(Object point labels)
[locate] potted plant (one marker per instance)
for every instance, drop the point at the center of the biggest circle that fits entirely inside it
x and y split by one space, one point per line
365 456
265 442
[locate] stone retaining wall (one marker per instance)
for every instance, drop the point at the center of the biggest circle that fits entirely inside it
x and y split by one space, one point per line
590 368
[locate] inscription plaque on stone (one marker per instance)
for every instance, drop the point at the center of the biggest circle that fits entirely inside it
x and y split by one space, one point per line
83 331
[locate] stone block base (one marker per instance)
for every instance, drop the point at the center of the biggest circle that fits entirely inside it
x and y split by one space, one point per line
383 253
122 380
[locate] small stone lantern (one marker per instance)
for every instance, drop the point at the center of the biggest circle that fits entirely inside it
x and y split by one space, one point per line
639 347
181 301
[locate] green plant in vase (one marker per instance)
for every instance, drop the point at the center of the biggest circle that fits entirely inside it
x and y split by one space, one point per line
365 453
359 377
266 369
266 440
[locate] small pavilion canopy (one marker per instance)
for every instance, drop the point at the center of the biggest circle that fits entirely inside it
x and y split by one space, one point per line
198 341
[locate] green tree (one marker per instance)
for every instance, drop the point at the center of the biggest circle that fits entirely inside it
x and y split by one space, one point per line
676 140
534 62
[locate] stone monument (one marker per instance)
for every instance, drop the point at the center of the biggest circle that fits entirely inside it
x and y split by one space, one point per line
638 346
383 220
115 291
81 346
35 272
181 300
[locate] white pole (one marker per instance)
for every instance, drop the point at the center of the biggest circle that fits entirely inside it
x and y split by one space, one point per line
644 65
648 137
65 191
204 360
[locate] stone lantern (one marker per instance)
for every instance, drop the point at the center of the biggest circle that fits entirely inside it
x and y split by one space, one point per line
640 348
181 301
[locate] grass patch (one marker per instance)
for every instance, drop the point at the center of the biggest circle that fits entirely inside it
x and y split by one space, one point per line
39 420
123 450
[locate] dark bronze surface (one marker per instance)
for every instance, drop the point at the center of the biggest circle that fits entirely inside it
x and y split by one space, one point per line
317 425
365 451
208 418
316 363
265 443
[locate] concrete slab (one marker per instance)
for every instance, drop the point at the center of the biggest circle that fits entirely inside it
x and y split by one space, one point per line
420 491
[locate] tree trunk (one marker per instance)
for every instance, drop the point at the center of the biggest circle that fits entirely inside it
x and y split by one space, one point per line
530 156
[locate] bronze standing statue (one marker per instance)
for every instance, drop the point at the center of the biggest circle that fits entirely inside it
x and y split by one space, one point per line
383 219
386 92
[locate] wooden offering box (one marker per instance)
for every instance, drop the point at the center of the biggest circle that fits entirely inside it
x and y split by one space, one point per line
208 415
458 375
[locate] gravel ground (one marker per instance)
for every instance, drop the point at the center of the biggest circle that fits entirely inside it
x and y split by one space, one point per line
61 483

## The problem:
Copy exactly, and only, the lines from the one containing "[locate] tree trunk (one marker per instance)" through the last line of the listing.

## Exercise output:
[locate] tree trunk (one marker per instance)
for every instance, drop the point at the center of the biggest circle that fits entirely inside it
x and y split by one space, one point per line
530 156
[locate] bronze standing statue (one marker per instance)
for every instance, drop the point at the center of the biggest circle that fits entirely inside it
x and y split by one space, one point per line
383 219
386 92
[locate] wooden offering box (one marker per instance)
for every instance, drop the point at the center of the biggest circle that fits entirely inside it
x and y split by one space, one point per line
208 415
458 375
[locate] gravel ground (one marker per instance)
for every instance, drop the point at the center of the biggest circle that fits entirely inside it
x and y split by one space, one point per line
61 483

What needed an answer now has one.